● **Textauszug**:

"""

Spielen Sie das einmal durch, wo und wie Menschen in Ihrem Leben plötzlich oder wieder  aufgetaucht sind. Sie werden diese Momente der der Zusage („Dieser/diese ist…“) entdecken können, aber auch das Hören auf diesen Menschen, sei es, um zuzustimmen, sei es, um sich abzuwenden. Wo jemand wirklich auftaucht in Ihrem Leben, wieder auftaucht, erstmals auftaucht, da beginnt etwas Neues.

» Die Tage sehen wir,
die teuren, gerne schwinden,
um etwas Teureres
herangereift zu finden:
ein seltenes Gewächs,
das wir im Garten treiben,
ein Kind, das wir erziehen,
ein Büchlein,
das wir schreiben.«
Hesse, Hermann (1996): Das Glasperlenspiel II, Reihe "Die Romane und die großen Erzählungen" Bd. 8, Frankfurt/Main,455. - Hesse lässt seinen Protagonisten Josef Knecht hier Friedrich Rückert zitieren.

Drei Figuren aus den Erzählengen Hermann Hesses

Mir selbst habe ich den Auftrag gegeben, in den Predigten der Advents- und in der Weihnachtszeit Motive der biblischen Lesungen mit Motiven des Denkens und Schreibens Hermann Hesses, besonders mit dem, was er „Mein Glaube“ nennt, in Verbindung zu bringen. Abschließend sei an drei Figuren erinnert, in denen ich dieses „Eintauchen“, „Abtauchen“ und „Auftauchen“ ebenso entdecke wie im Leben Jesu.

Da ist Narziss, der Mönch, aus Hesses Roman „Narziss und Goldmund“, erschienen 1930. Er taucht als Schüler ein in die Klosterschule und taucht ganz ab aus der Welt, wird Prior und Abt des Klosters. Das Leben der Welt neben dem Kloster hat nichts von ihm, dort taucht er nicht auf, er bleibt ein Abgetauchter, der ganz in seiner Welt zu Hause zu sein scheint.[2]

Da ist Goldmund, der eintaucht in die Welt des Klosterschülers Narziss, der aber dann das Kloster verlässt und eintaucht in jede Welt, die sich ihm anbietet, der Meisterschaften erwirbt in der Liebe wie in der Holzkunst. Er schlägt den Bogen aus seiner Welt, seinen Welten in die Welt des Narziss, taucht wieder im Kloster auf – was natürlich zu erheblichen Unruhen führt – um schließlich in den Armen des Narziss zu sterben. Ein Meisterwerk des Eintauchens, Abtauchens, Auftauchens.

"""

● **Aufgabe 1**:
Im Gedicht im Auszug über Hermann Hesse wird aufgezählt, was „etwas Teureres“ sein kann. Nennen Sie alle diese Dinge.
● **Aufgabe 2**:
Entnehmen Sie dem Auszug über Hermann Hesse wörtlich die Passage von „Da ist Narziss, der“ bis „Eintauchens, Abtauchens, Auftauchens.“.

● **Datenauszug**:
"""

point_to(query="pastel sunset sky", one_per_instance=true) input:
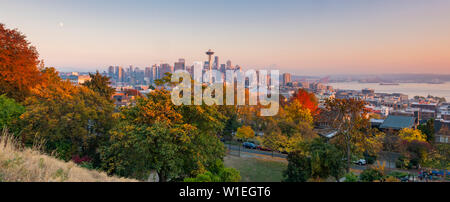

"""

● **Antwort 1**:
ein seltenes Gewächs, ein Kind, ein Büchlein

● **Antwort 2**:
Da ist Narziss, der Mönch, aus Hesses Roman „Narziss und Goldmund“, erschienen 1930. Er taucht als Schüler ein in die Klosterschule und taucht ganz ab aus der Welt, wird Prior und Abt des Klosters. Das Leben der Welt neben dem Kloster hat nichts von ihm, dort taucht er nicht auf, er bleibt ein Abgetauchter, der ganz in seiner Welt zu Hause zu sein scheint.[2]

Da ist Goldmund, der eintaucht in die Welt des Klosterschülers Narziss, der aber dann das Kloster verlässt und eintaucht in jede Welt, die sich ihm anbietet, der Meisterschaften erwirbt in der Liebe wie in der Holzkunst. Er schlägt den Bogen aus seiner Welt, seinen Welten in die Welt des Narziss, taucht wieder im Kloster auf – was natürlich zu erheblichen Unruhen führt – um schließlich in den Armen des Narziss zu sterben. Ein Meisterwerk des Eintauchens, Abtauchens, Auftauchens.